● Exercise prompt: Copy out, from the data, each line containing the string "shelf".

Dataset entries:
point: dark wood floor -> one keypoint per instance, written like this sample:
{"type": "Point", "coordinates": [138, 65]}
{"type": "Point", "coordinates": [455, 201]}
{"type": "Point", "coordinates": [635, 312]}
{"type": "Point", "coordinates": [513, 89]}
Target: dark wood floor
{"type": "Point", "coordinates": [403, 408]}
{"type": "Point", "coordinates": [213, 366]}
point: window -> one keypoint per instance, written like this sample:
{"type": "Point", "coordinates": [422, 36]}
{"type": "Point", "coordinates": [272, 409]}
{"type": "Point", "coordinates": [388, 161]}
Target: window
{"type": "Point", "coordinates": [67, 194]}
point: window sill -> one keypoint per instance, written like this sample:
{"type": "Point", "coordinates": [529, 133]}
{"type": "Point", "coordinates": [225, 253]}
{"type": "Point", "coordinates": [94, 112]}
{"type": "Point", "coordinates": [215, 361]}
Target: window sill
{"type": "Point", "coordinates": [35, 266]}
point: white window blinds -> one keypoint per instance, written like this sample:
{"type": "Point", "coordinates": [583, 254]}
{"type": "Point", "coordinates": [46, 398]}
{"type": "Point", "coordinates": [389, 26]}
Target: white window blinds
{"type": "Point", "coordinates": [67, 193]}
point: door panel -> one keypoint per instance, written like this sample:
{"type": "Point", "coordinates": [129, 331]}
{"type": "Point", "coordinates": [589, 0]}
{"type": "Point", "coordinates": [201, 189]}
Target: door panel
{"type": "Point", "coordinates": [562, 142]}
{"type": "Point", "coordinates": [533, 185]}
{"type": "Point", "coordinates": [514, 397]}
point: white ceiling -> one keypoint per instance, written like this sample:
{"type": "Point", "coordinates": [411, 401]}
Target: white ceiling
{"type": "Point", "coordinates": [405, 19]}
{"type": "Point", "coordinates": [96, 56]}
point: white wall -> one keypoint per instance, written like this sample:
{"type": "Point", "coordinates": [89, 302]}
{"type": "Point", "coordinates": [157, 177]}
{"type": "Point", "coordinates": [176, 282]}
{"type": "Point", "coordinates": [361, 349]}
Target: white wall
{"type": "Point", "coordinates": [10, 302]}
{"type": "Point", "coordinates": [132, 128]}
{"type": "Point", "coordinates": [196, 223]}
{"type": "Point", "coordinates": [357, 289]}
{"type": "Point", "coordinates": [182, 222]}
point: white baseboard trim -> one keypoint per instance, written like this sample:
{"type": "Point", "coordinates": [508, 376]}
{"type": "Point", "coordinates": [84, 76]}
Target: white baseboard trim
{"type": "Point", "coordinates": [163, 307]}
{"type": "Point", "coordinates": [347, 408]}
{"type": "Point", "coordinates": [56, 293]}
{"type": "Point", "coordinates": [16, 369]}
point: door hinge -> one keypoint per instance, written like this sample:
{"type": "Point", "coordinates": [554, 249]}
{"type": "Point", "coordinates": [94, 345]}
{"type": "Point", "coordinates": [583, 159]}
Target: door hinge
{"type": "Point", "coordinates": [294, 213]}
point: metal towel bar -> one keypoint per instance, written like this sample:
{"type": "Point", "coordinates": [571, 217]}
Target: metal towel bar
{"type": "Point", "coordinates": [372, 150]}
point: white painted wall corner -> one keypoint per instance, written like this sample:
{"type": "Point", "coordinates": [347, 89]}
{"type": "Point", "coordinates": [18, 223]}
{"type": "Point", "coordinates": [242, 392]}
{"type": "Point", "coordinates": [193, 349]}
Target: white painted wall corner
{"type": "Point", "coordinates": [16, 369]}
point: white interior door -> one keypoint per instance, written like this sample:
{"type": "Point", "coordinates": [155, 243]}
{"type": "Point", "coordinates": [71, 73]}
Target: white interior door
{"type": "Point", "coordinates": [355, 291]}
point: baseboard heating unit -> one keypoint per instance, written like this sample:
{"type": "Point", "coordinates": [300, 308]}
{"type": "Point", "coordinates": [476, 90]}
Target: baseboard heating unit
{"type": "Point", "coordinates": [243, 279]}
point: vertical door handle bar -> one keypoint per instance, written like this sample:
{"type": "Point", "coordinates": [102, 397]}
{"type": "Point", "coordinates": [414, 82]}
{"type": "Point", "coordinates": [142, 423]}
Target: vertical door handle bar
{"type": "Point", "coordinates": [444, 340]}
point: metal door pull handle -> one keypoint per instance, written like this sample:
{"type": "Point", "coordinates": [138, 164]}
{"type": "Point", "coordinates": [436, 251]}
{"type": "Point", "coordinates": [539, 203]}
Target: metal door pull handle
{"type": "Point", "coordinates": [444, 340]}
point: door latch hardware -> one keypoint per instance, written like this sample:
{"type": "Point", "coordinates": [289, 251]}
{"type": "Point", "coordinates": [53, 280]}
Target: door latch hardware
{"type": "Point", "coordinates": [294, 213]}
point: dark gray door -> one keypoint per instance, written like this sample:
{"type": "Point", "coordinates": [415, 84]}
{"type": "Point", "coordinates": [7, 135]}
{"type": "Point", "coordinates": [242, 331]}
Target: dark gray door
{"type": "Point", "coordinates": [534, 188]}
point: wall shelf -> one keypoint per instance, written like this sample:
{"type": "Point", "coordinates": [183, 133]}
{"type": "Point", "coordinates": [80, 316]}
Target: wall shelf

● Result:
point: wall shelf -> one keypoint per instance, written like this sample:
Target: wall shelf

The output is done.